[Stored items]
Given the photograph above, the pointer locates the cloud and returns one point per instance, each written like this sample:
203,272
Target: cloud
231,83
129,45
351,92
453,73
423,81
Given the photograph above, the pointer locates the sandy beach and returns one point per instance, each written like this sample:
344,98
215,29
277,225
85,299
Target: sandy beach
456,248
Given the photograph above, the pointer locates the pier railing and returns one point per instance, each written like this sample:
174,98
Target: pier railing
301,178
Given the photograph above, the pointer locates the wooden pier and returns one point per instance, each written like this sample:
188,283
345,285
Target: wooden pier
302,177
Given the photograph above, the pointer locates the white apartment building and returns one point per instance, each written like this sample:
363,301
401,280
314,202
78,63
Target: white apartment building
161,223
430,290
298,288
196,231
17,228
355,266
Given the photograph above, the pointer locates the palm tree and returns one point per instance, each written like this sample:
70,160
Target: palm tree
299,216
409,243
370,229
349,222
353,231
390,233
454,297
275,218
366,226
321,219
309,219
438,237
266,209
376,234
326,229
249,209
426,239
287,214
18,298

* * *

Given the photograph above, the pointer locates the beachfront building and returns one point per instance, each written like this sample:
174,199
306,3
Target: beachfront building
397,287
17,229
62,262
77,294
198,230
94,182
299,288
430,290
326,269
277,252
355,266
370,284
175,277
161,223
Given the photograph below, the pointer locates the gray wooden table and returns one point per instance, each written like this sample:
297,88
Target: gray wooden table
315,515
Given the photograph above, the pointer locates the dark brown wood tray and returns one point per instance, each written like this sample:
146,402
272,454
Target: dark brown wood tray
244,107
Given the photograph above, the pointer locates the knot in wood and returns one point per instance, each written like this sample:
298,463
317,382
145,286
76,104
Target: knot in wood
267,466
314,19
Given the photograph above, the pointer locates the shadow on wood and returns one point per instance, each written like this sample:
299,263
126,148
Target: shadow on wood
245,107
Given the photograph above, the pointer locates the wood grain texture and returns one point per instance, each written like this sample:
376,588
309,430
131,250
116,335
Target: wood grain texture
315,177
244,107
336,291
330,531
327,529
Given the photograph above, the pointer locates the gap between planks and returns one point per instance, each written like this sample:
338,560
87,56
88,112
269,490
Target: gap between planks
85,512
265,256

--

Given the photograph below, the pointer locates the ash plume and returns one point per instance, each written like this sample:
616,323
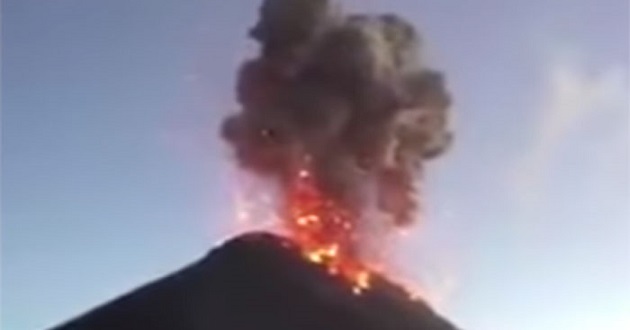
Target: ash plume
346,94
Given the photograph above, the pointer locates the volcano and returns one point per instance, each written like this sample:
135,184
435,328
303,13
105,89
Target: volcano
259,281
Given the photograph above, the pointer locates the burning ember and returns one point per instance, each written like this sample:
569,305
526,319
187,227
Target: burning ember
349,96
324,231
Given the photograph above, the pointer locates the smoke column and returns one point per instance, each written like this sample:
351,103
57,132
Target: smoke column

[What you need to do] Where a line of the data above includes "column", copy that line.

[Written answer]
Given the photograph above, the pointer locates the smoke column and returns one point per instance, each written like this sample:
Target: smoke column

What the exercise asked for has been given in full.